# SET EXERCISE
Rewrite the data below, replacing each occurrence of "keypoint" with "marker" and keeping everything else the same.

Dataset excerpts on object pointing
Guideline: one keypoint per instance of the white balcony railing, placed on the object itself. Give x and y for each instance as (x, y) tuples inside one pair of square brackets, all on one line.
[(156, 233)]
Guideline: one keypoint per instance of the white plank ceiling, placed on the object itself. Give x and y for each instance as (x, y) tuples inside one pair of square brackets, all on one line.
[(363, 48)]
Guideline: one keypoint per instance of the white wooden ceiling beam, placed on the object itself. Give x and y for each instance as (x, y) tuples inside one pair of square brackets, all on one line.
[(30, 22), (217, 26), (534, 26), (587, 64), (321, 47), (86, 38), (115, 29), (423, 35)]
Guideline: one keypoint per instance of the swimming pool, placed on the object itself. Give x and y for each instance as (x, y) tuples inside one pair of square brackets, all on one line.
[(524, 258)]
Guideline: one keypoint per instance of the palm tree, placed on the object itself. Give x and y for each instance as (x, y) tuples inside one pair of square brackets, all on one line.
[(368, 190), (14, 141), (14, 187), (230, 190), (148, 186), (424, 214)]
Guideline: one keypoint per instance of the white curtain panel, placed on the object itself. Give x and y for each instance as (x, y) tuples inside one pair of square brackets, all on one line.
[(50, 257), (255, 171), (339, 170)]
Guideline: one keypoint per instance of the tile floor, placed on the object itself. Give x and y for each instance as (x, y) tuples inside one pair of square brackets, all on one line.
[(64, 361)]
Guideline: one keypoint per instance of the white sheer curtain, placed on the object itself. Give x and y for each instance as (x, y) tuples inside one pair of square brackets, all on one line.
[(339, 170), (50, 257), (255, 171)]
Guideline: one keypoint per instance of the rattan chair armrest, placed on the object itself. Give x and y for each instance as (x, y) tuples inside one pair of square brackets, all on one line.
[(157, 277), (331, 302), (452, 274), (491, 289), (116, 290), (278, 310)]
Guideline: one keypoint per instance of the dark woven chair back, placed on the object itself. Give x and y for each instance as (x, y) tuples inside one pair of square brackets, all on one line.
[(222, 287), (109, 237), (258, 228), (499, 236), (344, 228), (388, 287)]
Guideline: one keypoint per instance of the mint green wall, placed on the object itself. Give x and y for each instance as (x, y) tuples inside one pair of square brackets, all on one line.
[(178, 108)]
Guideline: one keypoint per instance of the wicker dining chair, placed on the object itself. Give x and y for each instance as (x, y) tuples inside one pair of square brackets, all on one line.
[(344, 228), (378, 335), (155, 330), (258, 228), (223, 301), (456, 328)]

# OUTPUT FOR THIS EXERCISE
Guideline: one marker per instance of the white balcony railing, placed on the object itself. Give x and y for each instance as (x, y) tuples inside one pair of square brackets, all on one line.
[(156, 233)]
Guideline: one marker per instance of the white plank ceiling, placed on the object itself. Give x and y for each instance as (x, y) tuples inside one pair of square brackets, all on one line.
[(363, 48)]
Guideline: one marker per instance of the white wooden ceiling beam, placed on the object itself. Give x and y for each instance as (x, y) tuples inside one pair of square brackets, all on one line.
[(30, 22), (217, 26), (534, 26), (587, 64), (321, 47), (86, 38), (115, 29), (423, 35)]
Guideline: one marker per instance of the swimming pool, placed on the object itself. Give x and y for each instance as (x, y) tuples inside one pair of square brackets, all on one line.
[(524, 258)]
Guideline: one marker per instance of the palm tree, placed on the object itself. Give x and y for each instance as (x, y) tuples inside one pair of square brackets, all on one line.
[(368, 190), (14, 141), (14, 187), (230, 190), (148, 186), (424, 214)]
Guideline: one marker per instance of the white curtain panel, placed on the object itself. Give x and y for each instance as (x, y) tuples inside one pair of square brackets, all on one line.
[(50, 257), (255, 171), (339, 170)]
Guideline: one marker per instance of the tile floor, placed on the object itself. Give x and y for each instance as (x, y) tuples inside one pair of square brackets, all on one line.
[(64, 361)]
Guideline: one marker per instance of the white sheer curtain, placed on the object itself. Give x and y for each instance as (x, y) tuples inside one pair of square brackets, all on one line.
[(339, 170), (50, 257), (255, 171)]
Guideline: one marker per instance of the rattan chair armrest, placed on the object itself. Give x and y for each instance as (x, y) tuples inside one pair of square brackets, all on one line.
[(157, 277), (331, 302), (452, 274), (491, 289), (116, 290), (278, 310)]
Guideline: one marker per instance of the dark woven chair back, placed on the object itself. Give x and y for each instance as (x, y) tuples inside one pair of square brackets, all on one line.
[(222, 287), (109, 237), (258, 228), (499, 236), (344, 228), (388, 287)]
Guideline: one marker per instance of the mint green wall, placed on the object itself. Give x and y for each instance as (x, y) tuples inside one pair of square brackets, all on one line.
[(178, 108)]
Guideline: one marker per instance of the wicker dining chair, placed on the object itself. Give x and y for each instance as (x, y) tuples inside one pair of square brackets, all on one line.
[(344, 228), (378, 335), (155, 330), (258, 228), (223, 301), (456, 328)]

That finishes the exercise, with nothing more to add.